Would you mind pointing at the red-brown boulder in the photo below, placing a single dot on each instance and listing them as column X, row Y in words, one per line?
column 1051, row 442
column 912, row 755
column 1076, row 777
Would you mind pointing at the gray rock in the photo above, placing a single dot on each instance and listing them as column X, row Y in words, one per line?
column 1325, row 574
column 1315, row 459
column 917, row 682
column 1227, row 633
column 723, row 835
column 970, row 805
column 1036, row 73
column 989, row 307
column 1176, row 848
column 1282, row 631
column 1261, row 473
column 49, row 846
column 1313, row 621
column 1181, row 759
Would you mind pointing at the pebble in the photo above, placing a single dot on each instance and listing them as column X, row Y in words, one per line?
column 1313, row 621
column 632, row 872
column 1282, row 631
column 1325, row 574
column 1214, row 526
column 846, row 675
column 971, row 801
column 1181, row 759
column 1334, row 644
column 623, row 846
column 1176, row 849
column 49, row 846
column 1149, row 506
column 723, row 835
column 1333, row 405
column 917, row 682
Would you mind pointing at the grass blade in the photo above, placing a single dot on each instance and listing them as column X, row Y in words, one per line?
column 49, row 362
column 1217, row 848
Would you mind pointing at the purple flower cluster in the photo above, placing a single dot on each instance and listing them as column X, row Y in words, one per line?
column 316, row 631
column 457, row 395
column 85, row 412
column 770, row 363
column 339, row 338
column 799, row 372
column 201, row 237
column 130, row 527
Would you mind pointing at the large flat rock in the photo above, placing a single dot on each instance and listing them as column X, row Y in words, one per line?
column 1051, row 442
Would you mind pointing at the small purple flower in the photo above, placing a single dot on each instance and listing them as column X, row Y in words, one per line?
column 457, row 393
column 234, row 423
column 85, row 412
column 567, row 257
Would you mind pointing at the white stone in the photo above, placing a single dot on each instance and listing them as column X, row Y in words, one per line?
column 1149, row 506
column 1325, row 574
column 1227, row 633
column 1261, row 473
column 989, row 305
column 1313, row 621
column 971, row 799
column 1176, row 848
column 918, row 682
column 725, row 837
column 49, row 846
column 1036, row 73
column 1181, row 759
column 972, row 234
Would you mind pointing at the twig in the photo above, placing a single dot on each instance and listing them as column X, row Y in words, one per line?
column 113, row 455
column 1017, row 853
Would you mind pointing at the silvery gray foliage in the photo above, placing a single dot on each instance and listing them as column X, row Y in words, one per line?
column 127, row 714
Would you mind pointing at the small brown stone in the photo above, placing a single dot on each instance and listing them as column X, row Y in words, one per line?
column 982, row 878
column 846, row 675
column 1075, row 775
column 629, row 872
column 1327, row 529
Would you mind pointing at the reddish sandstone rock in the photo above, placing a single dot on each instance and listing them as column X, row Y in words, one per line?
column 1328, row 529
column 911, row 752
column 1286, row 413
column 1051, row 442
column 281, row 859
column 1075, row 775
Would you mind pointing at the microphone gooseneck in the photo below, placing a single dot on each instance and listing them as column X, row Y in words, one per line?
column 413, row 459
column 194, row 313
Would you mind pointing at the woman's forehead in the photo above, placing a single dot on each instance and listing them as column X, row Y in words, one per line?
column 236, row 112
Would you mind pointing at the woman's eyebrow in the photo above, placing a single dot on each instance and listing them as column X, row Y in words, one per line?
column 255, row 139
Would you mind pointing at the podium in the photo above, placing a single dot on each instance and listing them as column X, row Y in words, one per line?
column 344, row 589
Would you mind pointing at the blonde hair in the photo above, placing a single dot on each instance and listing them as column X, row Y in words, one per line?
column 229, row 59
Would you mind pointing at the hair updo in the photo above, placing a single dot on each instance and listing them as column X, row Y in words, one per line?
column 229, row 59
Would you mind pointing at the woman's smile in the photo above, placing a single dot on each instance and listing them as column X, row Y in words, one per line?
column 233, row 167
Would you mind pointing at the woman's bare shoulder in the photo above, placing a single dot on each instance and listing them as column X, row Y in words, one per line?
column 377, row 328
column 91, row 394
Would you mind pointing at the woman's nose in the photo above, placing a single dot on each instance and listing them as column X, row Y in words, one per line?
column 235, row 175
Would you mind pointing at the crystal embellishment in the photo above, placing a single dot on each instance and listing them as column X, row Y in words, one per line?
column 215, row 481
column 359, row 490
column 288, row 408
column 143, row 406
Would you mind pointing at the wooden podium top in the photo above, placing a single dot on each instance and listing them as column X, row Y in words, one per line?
◇ ◇ ◇ ◇ ◇
DIRECTION |
Begin with the line that contains "Would you mind pointing at the woman's smile" and set down each line exactly until the records above end, including the final line.

FULL RESPONSE |
Would you mind pointing at the woman's smile in the photo above, placing a single dot on each instance and listing them as column X, row Y in words, one per line?
column 233, row 167
Would you mind pointing at the woman's bare shoulder in the photo above, placing a single dot on each instance and listing them as column X, row Y in words, one per line?
column 377, row 328
column 91, row 394
Would you mind pointing at the woman's nose in the photo above, placing a single dot on each instance and listing them as column X, row Y in words, one per line?
column 235, row 175
Would you mind pointing at the crystal embellishment in the photo above, placing a single dot on each instance and listing them as column X, row Y in words, one per line?
column 215, row 481
column 359, row 490
column 288, row 408
column 143, row 406
Would you mind pointing at the wooden podium top in the photo above, placing a single dot on each instance and listing them as column X, row Y in words, one per line?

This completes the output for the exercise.